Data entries
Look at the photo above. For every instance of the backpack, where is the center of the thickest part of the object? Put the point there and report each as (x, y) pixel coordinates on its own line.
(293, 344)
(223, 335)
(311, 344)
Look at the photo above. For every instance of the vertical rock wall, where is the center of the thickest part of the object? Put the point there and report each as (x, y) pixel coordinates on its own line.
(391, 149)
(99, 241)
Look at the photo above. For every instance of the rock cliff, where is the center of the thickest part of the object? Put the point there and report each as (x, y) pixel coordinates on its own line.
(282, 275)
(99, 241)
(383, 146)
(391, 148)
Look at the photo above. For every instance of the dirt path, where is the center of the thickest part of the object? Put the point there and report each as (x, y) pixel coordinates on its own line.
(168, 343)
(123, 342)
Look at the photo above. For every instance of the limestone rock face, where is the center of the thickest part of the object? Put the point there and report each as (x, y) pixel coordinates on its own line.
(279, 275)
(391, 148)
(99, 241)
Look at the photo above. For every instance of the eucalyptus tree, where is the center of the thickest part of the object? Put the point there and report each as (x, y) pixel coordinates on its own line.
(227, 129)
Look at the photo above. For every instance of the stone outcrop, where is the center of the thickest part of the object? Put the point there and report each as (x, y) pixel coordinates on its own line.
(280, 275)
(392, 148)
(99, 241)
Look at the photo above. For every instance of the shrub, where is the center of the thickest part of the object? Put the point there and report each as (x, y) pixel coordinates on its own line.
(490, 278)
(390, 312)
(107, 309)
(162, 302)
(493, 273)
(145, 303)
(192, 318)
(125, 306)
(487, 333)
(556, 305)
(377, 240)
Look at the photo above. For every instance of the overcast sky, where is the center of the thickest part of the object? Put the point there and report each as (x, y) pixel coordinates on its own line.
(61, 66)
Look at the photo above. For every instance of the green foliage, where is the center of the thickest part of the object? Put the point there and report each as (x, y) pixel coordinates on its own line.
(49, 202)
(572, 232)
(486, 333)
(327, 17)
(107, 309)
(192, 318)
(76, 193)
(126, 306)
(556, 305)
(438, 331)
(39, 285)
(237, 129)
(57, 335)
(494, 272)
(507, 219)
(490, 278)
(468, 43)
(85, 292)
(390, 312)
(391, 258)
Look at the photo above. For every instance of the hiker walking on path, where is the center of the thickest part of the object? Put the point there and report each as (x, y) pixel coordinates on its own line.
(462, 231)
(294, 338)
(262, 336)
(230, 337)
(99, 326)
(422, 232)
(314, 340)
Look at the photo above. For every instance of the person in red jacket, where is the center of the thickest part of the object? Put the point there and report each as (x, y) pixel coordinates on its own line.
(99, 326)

_TASK_. Output an identical copy of every record above.

_SOLUTION_.
Look at the photo above. For every instance of the backpack, where is the center of the thickest part of the object? Put the point there and report each as (x, y) pixel coordinates on its own line.
(293, 344)
(223, 335)
(311, 344)
Look at the photo above. For every instance of the vertical rock wall, where is the center of the thickest part of the object? Put the point there and report each as (x, y) pixel coordinates on its own line.
(391, 149)
(99, 241)
Look at the photo above. For every instance of the rock cliff, where is the center of the thickest part of the object? Put the point there and report each as (x, y) pixel coordinates on its own line.
(282, 275)
(99, 241)
(383, 146)
(391, 148)
Look at the photo above. For every instance of the dirt path, where is the center of the thickest part of the object? Put the point there and report each as (x, y) pixel coordinates on its own line.
(168, 343)
(123, 342)
Look at the photo above. For every instance of the limestone rock face, where is the center of the thickest part of the object? Put the point there and report each as (x, y) pixel coordinates on its own line.
(279, 275)
(391, 148)
(99, 241)
Look at the photo above. For every instance of the eucalyptus tree, where is the center of the thickest part of the object? Put the point there and report each as (x, y) pixel coordinates on its own line.
(227, 129)
Look at the photo above. For every instance of the stone outcrop, where is the center of the thickest part of the object? Put the point there and report each as (x, y) pixel coordinates on its own line.
(280, 275)
(392, 148)
(99, 241)
Look at the photo above. For every instance of the shrub, where is the center of the thickest part of the object? Put the point there and report each as (x, y) pixel coordinates on its own line.
(490, 278)
(390, 312)
(107, 309)
(162, 302)
(493, 273)
(145, 303)
(192, 318)
(125, 306)
(487, 333)
(556, 305)
(377, 240)
Look at the photo above. For every instance of the overcast sky, where is the center of the thickest part of the object? Put the point there and report each as (x, y) pixel coordinates on its own line.
(61, 66)
Look at the photo above. For every instance of the green foliage, where is the center of the thickest part of the object? Put the point there and report each as (x, y) pixel coordinates on its own line.
(49, 202)
(572, 232)
(486, 333)
(327, 17)
(107, 309)
(192, 318)
(76, 193)
(126, 306)
(556, 305)
(438, 331)
(39, 285)
(237, 129)
(57, 335)
(494, 272)
(507, 219)
(490, 278)
(468, 43)
(85, 292)
(390, 312)
(391, 258)
Look at the photo above. For every instance of the hiker walking on path, where is the center of the thickest part of the object? Put the point there and report each as (x, y) pixel coordinates on its own line.
(462, 231)
(294, 338)
(262, 336)
(230, 337)
(99, 326)
(422, 232)
(314, 340)
Look at the photo above. For every instance of the person in red jacket, where is the center of the thickest part of the object? Put the point there and report each as (x, y) pixel coordinates on its own line.
(99, 326)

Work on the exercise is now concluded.